**What needs to be done:** Every record that follows needs to be written out again, exactly.

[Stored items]
+ + + +

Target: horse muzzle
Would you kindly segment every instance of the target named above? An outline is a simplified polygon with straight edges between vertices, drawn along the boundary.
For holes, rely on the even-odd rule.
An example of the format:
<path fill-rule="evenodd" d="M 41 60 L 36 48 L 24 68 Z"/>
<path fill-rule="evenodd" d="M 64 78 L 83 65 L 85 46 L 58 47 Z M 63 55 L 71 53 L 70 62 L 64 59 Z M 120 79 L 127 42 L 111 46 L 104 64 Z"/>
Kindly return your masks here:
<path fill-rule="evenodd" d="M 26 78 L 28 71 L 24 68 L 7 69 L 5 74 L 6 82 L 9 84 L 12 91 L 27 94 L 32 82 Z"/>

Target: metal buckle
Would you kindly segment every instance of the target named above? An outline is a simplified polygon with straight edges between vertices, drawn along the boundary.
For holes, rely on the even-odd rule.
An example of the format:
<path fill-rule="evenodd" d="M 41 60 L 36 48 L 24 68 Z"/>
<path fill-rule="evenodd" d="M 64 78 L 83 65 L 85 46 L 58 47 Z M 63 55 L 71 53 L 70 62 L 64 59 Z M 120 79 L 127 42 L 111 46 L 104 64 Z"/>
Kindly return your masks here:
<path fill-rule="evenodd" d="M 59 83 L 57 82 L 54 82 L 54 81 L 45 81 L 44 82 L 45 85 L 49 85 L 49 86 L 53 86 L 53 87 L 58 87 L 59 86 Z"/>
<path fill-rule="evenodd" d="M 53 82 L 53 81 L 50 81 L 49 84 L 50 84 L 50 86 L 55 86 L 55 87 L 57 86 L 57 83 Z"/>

+ + + +

**Solution for this exercise:**
Target: horse muzzle
Would you kindly segment every instance of the target named above? An outline is a simplified polygon with straight edges between vertices, drawn along the boundary.
For holes, rely on the even-odd rule.
An example of the format:
<path fill-rule="evenodd" d="M 41 60 L 36 48 L 24 68 Z"/>
<path fill-rule="evenodd" d="M 64 78 L 83 65 L 85 46 L 58 47 Z M 63 55 L 71 53 L 70 62 L 64 59 Z M 120 79 L 127 42 L 111 46 L 104 64 Z"/>
Kindly return your masks here:
<path fill-rule="evenodd" d="M 26 78 L 28 71 L 24 68 L 7 69 L 5 74 L 6 82 L 9 84 L 12 91 L 27 94 L 32 82 Z"/>

Target: metal buckle
Would you kindly segment every instance of the target named above? An outline is a simplified polygon with straight edges between vertices, drawn along the boundary.
For holes, rely on the even-odd rule.
An example of the format:
<path fill-rule="evenodd" d="M 41 60 L 36 48 L 24 68 Z"/>
<path fill-rule="evenodd" d="M 64 78 L 83 65 L 85 46 L 58 47 Z M 63 55 L 71 53 L 70 62 L 64 59 Z M 120 79 L 127 42 L 111 46 L 104 64 Z"/>
Kindly return your masks here:
<path fill-rule="evenodd" d="M 59 83 L 57 82 L 54 82 L 54 81 L 45 81 L 44 82 L 45 85 L 49 85 L 49 86 L 53 86 L 53 87 L 58 87 L 59 86 Z"/>
<path fill-rule="evenodd" d="M 53 82 L 53 81 L 50 81 L 49 84 L 50 84 L 50 86 L 55 86 L 55 87 L 57 86 L 57 83 Z"/>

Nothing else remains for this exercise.